EXERCICE PROPOSÉ A - Relevez toutes les lignes qui contiennent la chaîne « rise », en respectant la casse.

Lettre 81
« La prudence, ici, ne saurait avoir d’autre effet que de te rendre égoïste. En vue d’éviter le risque de l’ingratitude, tu n’obligeras personne : ainsi, pour que le bienfait ne se perde pas entre les mains d’un autre, tu le laisseras se perdre entre tes mains. Soyons frustrés du retour plutôt que de ne pas donner. Il faut bien semer, même après une mauvaise moisson ! »
« Je dis que toutes les vertus portent en elles-mêmes leur prix : ce n’est pas pour une prime à gagner qu’elles se pratiquent. Le salaire d’un bel acte accompli, c’est de l’avoir accompli. »
Lettre 82
« On répète d’un ton admiratif, s’il s’agit de certaines situations enviées : « ils ont la vie facile. » Autant dire : Ils sont d’un métal facile. Or l’âme, peu à peu, s’effémine et se détrempe à l’image de la vie d’oisiveté et de paresse où elle languit. Eh quoi ! pour l’homme de cœur n’est-il pas préférable de se raidir jusqu’à avoir la crampe ? Le voluptueux préfère, lui, le laisser-aller dans le repos ! »

EXERCICE PROPOSÉ B - D'après le texte retenu, quel est le salaire d'un bel acte accompli ?

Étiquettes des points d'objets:
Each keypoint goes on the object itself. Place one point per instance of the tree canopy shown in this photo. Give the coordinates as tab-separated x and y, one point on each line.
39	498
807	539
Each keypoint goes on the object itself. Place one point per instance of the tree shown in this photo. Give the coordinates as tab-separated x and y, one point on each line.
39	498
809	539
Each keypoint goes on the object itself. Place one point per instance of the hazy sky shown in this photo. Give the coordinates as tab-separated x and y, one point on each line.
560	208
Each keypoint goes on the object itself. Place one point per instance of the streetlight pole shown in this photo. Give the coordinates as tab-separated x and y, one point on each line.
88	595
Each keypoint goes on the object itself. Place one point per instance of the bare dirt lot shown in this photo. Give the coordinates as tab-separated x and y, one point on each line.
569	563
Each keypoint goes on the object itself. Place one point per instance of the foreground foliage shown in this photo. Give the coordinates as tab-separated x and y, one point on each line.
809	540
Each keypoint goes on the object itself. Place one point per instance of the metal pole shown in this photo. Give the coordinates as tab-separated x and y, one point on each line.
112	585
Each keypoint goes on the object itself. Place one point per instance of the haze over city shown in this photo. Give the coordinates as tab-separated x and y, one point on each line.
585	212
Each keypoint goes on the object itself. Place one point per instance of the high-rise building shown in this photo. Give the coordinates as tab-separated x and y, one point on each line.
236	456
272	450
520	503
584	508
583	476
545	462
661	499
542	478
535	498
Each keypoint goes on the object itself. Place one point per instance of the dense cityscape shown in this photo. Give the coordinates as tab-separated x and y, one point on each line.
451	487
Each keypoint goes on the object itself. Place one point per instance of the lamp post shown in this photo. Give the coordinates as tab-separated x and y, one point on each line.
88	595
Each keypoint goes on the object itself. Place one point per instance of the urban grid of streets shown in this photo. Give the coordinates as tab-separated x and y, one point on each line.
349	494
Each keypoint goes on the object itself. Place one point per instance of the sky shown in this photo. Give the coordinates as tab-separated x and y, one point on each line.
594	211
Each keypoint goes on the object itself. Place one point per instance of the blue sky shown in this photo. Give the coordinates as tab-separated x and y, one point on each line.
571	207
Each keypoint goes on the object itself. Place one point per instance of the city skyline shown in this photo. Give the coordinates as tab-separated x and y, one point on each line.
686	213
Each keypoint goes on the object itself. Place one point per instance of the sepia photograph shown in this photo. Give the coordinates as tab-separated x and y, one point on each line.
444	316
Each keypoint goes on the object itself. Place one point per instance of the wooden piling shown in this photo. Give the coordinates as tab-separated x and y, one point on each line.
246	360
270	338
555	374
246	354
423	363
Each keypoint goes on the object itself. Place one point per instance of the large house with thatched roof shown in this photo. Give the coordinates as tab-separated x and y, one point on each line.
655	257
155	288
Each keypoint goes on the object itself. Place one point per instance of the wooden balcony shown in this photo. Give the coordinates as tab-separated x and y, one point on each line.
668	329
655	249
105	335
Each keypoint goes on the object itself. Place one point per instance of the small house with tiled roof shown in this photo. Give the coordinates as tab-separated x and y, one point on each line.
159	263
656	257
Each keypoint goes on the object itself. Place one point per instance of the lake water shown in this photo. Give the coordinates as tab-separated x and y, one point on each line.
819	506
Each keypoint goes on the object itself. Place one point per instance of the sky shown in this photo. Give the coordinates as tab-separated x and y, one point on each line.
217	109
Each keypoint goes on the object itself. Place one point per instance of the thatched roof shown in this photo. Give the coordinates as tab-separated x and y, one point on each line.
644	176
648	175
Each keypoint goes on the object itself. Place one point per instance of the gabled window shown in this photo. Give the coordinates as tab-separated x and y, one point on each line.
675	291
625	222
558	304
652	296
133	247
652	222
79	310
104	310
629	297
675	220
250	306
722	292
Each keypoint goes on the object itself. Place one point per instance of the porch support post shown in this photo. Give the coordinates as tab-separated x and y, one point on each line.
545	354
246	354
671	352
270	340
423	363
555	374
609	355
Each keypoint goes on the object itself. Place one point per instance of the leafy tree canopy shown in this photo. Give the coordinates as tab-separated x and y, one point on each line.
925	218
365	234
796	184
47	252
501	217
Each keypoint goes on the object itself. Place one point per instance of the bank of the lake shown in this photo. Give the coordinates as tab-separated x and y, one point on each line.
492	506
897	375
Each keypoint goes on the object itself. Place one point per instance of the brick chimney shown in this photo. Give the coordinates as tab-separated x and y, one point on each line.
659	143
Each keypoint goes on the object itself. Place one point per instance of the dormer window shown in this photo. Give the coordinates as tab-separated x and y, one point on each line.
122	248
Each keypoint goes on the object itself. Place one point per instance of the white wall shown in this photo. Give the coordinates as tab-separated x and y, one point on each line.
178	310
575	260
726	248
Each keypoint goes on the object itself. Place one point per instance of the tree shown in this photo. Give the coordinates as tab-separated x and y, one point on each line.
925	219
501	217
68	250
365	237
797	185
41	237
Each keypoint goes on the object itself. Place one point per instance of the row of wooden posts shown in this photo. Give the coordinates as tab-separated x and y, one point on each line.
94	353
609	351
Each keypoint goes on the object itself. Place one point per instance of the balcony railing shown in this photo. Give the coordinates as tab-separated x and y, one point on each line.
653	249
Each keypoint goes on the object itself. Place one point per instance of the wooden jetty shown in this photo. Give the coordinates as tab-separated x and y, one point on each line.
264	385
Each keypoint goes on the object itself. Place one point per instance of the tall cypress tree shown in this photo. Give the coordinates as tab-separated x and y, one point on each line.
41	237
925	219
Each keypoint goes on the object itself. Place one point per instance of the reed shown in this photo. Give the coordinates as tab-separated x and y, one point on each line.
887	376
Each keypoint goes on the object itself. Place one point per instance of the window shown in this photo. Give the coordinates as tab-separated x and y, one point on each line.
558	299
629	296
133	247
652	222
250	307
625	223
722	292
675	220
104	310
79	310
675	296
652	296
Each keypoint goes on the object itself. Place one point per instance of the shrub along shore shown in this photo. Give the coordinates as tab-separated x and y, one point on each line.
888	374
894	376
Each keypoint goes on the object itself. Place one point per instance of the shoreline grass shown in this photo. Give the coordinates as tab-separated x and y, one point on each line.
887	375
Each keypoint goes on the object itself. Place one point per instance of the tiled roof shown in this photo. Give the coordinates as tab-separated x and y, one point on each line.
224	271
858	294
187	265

RÉSULTAT ATTENDU A -
Each keypoint goes on the object itself. Place one point per instance of the high-rise building shown in this photo. Give the coordinates as tab-separated x and y, one point on each line.

RÉSULTAT ATTENDU B - C'est de l'avoir accompli.